◆ **TASK INSTRUCTIONS**
Rewrite the rows below, switching each "capture" to "photo" and keeping everything else the same. Leave the pictures out of your answer.

◆ **Rows of box annotation data**

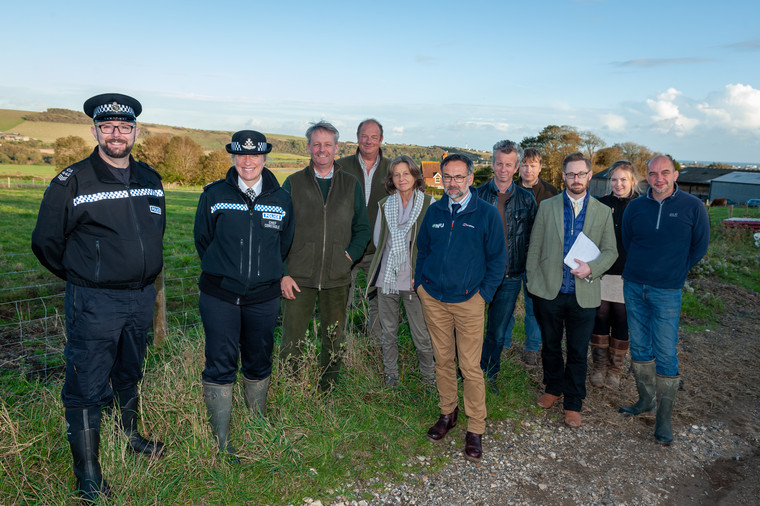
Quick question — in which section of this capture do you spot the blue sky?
[0,0,760,163]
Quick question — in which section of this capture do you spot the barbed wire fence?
[0,240,201,381]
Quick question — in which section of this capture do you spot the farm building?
[708,170,760,204]
[420,161,443,189]
[676,167,734,201]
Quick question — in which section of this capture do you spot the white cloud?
[646,88,700,137]
[599,113,628,132]
[697,84,760,131]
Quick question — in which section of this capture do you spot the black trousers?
[61,283,156,408]
[533,293,596,411]
[198,292,280,385]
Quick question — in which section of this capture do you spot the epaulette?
[52,163,82,186]
[203,178,224,191]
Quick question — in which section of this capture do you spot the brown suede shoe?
[565,409,581,429]
[536,393,559,409]
[428,406,459,441]
[464,431,483,462]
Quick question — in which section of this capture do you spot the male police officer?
[32,93,166,500]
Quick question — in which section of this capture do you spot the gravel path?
[326,281,760,506]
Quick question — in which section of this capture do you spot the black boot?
[203,381,237,460]
[654,374,681,446]
[65,407,111,502]
[116,387,164,458]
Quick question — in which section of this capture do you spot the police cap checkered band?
[84,93,142,121]
[227,130,272,155]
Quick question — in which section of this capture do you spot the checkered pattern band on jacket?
[253,204,288,216]
[73,188,164,207]
[211,202,248,214]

◆ **TASK ANSWER**
Quick question — in which section of this photo do you spot the blue sky?
[0,0,760,163]
Quick question — in which section of this photo do you spot the barbed wire fence?
[0,240,201,381]
Quick question — in which section of this photo do you spot the farm building?
[708,170,760,204]
[420,161,443,189]
[676,167,734,201]
Quick question — in which section of this photo do you spot the white cloud?
[646,88,700,137]
[599,113,628,132]
[697,84,760,131]
Quick question — in which section of this photo do you spot the black trousers?
[61,283,156,408]
[533,293,596,411]
[198,292,280,385]
Quick question — in which section of this photo do you spot the epaulette?
[52,163,82,186]
[203,178,224,191]
Quick question — in which section of this photo do you spot the brown suede shoe?
[565,409,581,429]
[536,393,559,409]
[428,406,459,441]
[464,431,483,462]
Quick question — in which section of this photo do you spot the male police officer?
[32,93,166,500]
Quick question — in which section of this photo do you spot the gravel path?
[326,281,760,506]
Quick question — in which section of this photo do you spot the black boot?
[203,381,237,460]
[654,374,681,446]
[65,407,111,502]
[116,387,164,458]
Quick question — in which section of this photo do you spot the police cap checkered band?
[84,93,142,121]
[227,130,272,155]
Quick question — in which section of this photo do you spot the checkered pattern band on jacket?
[253,204,288,216]
[73,188,164,207]
[211,202,248,214]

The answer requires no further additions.